### PROBLEM TO SOLVE
In the records below, find the line containing "Expected output: the position of each instance of the shoulder", then extract that line and all subsequent lines exactly, leaving out everything else.

--- START INFORMATION GIVEN ---

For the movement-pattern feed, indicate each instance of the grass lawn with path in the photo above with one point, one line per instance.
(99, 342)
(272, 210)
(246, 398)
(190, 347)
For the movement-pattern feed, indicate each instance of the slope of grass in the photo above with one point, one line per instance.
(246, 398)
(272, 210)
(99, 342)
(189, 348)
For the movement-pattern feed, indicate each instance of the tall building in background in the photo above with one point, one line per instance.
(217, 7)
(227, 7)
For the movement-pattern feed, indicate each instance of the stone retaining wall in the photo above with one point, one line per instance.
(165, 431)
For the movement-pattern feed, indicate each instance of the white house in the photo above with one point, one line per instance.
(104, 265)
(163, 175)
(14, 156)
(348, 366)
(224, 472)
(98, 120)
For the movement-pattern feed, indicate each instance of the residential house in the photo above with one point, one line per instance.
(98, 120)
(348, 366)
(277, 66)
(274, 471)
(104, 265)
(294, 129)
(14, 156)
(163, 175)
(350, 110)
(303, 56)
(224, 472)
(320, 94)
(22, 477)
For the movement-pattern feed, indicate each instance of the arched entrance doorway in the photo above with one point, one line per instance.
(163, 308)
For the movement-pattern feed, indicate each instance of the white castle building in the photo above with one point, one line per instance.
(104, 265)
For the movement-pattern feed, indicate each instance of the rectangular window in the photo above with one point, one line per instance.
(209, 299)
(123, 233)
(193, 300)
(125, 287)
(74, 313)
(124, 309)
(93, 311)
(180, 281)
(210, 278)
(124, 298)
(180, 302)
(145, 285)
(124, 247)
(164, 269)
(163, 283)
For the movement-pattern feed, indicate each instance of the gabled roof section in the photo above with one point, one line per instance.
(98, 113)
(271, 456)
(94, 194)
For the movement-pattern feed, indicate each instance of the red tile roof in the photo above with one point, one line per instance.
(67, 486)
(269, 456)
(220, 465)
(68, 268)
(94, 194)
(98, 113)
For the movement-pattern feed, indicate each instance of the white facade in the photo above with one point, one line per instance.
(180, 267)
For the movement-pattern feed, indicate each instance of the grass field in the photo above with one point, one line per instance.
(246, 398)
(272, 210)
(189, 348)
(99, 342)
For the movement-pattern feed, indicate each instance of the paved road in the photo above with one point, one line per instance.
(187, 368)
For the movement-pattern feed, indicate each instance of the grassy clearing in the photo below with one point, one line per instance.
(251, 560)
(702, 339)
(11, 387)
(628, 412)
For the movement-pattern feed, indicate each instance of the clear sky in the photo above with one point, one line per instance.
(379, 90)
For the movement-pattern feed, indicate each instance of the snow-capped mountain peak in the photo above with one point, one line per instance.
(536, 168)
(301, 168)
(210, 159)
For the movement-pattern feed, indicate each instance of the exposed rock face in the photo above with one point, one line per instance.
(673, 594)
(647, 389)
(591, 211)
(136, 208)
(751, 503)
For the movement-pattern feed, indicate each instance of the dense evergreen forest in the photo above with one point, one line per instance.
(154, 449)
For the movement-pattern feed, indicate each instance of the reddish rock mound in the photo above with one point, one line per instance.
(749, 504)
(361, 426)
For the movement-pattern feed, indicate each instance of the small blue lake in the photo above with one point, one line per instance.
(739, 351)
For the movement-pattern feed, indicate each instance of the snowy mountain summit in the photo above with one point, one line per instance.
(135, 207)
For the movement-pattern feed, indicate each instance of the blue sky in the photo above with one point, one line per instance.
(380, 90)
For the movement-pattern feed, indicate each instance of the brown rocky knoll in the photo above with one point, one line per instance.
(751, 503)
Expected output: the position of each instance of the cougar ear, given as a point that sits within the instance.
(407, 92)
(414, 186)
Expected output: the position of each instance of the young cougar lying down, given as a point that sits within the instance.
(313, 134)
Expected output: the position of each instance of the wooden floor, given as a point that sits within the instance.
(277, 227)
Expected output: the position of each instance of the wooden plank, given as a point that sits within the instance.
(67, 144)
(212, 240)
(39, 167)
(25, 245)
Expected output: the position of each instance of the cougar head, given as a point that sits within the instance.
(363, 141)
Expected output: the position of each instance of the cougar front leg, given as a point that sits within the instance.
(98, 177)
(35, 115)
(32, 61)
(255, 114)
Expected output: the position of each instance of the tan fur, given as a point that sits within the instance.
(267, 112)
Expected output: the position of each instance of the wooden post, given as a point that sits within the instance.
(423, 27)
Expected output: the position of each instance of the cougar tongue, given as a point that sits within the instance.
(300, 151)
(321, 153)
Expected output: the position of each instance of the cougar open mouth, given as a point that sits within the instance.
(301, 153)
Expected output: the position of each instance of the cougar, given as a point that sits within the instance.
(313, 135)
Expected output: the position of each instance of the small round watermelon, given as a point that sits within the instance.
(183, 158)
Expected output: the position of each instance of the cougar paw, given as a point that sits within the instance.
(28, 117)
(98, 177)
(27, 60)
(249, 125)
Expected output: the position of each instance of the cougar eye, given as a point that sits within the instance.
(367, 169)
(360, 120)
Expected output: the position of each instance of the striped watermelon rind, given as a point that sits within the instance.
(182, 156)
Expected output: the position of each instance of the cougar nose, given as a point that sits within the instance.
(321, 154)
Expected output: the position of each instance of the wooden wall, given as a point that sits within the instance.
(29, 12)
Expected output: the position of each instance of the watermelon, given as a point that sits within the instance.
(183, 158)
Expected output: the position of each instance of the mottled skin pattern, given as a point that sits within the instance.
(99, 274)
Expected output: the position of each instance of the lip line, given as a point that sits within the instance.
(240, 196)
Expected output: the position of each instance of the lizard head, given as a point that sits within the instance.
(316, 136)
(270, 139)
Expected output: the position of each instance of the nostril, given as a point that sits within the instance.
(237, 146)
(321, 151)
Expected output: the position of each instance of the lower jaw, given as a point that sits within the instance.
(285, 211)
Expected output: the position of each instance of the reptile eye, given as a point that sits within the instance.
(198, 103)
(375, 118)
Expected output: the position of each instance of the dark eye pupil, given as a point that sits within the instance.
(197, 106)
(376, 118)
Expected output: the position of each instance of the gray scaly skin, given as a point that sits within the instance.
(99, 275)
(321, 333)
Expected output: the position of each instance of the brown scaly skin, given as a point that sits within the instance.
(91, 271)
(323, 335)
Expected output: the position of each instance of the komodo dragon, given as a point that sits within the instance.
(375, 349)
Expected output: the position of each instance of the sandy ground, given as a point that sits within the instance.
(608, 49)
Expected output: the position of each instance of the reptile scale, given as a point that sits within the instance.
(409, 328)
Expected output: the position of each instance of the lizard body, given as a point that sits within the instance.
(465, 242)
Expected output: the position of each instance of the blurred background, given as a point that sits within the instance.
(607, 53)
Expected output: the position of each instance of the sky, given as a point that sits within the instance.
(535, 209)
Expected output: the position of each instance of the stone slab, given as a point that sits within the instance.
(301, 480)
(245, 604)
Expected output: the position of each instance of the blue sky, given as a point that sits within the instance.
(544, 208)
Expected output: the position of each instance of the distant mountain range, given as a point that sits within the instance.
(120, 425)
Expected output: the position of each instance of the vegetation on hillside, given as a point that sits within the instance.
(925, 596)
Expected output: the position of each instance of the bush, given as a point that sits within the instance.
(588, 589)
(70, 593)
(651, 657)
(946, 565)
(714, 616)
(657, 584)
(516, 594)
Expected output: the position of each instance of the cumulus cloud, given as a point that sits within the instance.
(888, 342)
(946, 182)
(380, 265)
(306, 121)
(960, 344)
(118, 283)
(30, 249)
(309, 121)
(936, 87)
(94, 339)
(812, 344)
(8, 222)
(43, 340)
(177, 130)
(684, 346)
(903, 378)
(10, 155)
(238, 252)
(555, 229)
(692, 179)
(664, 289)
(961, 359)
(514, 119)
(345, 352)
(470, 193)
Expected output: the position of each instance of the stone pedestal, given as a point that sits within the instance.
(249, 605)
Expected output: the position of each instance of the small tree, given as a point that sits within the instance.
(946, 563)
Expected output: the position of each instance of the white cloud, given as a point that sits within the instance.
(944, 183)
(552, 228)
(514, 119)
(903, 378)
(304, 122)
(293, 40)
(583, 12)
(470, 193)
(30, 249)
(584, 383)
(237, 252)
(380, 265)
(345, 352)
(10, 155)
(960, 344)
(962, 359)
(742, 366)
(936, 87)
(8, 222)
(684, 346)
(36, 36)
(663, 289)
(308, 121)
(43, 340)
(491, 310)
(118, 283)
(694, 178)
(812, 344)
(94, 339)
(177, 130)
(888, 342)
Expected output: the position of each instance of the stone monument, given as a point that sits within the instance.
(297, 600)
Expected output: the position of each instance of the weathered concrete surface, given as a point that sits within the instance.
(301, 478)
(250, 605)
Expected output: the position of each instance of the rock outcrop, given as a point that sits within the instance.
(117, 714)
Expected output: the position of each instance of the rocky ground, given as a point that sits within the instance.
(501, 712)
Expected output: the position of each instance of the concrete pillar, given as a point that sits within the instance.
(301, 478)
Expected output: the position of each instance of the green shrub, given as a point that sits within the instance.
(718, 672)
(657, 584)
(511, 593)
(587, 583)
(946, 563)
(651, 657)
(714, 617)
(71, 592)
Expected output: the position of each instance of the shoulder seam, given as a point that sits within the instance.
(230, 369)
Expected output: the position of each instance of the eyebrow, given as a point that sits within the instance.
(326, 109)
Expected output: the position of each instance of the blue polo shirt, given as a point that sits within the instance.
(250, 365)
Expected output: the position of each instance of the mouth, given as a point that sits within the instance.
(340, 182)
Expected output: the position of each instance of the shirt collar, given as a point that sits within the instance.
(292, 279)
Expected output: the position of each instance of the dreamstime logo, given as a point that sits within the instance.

--- END INFORMATION GIVEN ---

### SOLVED EXERCISE
Expected output: the position of each instance of the shoulder seam, given as a point that sits within the instance.
(230, 369)
Expected output: the position of each instance of the eyebrow, given as a point that sits within the instance.
(326, 109)
Expected output: the position of each instance of the blue polo shirt, given as a point that sits within the instance.
(250, 365)
Expected output: the position of each instance of the mouth, given as a point that sits within the instance.
(340, 182)
Expected output: the position of each instance of the shirt collar, given as a point that sits within the instance.
(292, 279)
Expected output: the position of each instance of the dreamstime logo, given as a point that sits within the instance.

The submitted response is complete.